Saturday, December 11, 2010

Afterthoughts - Baking

Eden Grace donning her apron
I took a little hiatus (3 weeks) from blogging while my family was here for 2 weeks , plus I needed one week to recoup!

We had a lovely time together as everyone gathered from California, New York, and Florida to the Lone Star State of Texas!

As families go, I think I have one of the best!  Loving children and grandchildren, and a loving, wonderful husband!  We had a blast! 

One of the things that has become a yearly Christmas (we celebrate Thanksgiving and Christmas 2 days apart) tradition is baking cookies with, now, my 2 grandchildren, Silas, 3 years old, and Eden Grace, 16 months old.  So I thought I would share with you some pictures of the fun we had baking some sugar cookies together!  From start to finish this year!

 

Silas looking at the ingredients that were listed on the recipe.
(What can he see with that hat on I ask you?)

Eden Grace helping the mixer beat the ingredients
Silas adding the salt
Silas cutting out the dough that he rolled
Sugar-cookie man!
Two little bakers hard at work
What an accomplishment!

Time for the icing

"It's more fun this way, Daddy!"
"Am I going to be able to get this icing to the cookie before it drips all over the table?"
Serious concentration
Lots of colorful cookies
"Yummmm! The best part, Nana!"


PS:  Silas loved the colorful recipe and could read the word "cup" by the time we were done looking at the ingredients!  (See - "Third in a Series of Musings of Exciting Ways to Motivate Your Child to Read")

Monday, November 22, 2010

My Finds

I found this book, Chicka Chicka Boom Boom!, by Bill Martin JR, and John Archambault,  and a cassette to go with it in the early 1990's.  The class I was teaching then was an alternative kindergarten class.  The children loved it!   I can't read it now to my grandson without singing it!

Since then Bill Martin Jr,  Michael Sampson, and Lois Ehlert have done a numbers book , and John Archambault and David Plummer have written ABC Chicka Boom with Me.  The last is a sing-along phonemic awareness/phonics songs and activities workbook.

Any of these are a great addition to a young child's wish list!

Saturday, November 13, 2010

Third in a Series of Musings on Exciting Ways to Motivate Your Young Child to Read

Take out the markers and let's get baking!  Markers?... Baking?... Yum? Seriously, one of the best ways I have found to motivate children to read is to give them a reason to read.  Children love to get into the kitchen and bake!  To get their hands in the dough, to roll it, and pat it...to lick the icing from the beaters, to scrape the last of the icing in the bowl.  It is a great motivator!

WRITTEN PROBLEM 1 - Reproduce the records below line for line, omitting the pictures.

Records -
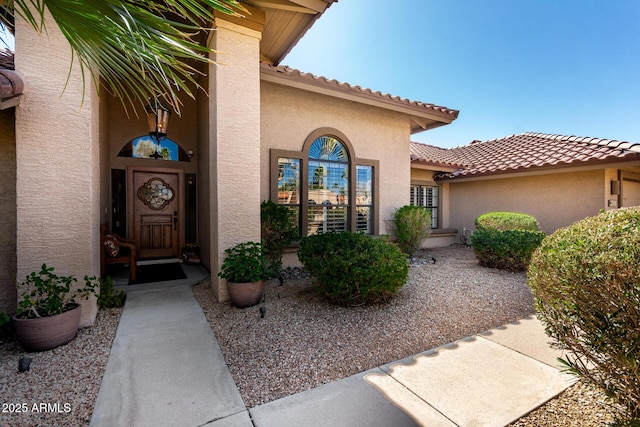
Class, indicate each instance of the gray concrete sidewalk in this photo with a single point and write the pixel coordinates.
(166, 369)
(487, 380)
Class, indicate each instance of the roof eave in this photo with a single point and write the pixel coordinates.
(543, 169)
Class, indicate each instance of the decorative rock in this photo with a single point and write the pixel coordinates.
(24, 364)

WRITTEN PROBLEM 2 -
Answer these questions from the blog excerpt:
(a) How old is Eden Grace?
(b) What word could Silas read by the time the ingredients had been looked at?
(c) What kind of class was being taught in the early 1990's?

CORRECT RESPONSE 1 -
Class, indicate each instance of the gray concrete sidewalk in this photo with a single point and write the pixel coordinates.
(166, 369)
(487, 380)
Class, indicate each instance of the roof eave in this photo with a single point and write the pixel coordinates.
(543, 169)
Class, indicate each instance of the decorative rock in this photo with a single point and write the pixel coordinates.
(24, 364)

CORRECT RESPONSE 2 -
(a) 16 months old
(b) "cup"
(c) An alternative kindergarten class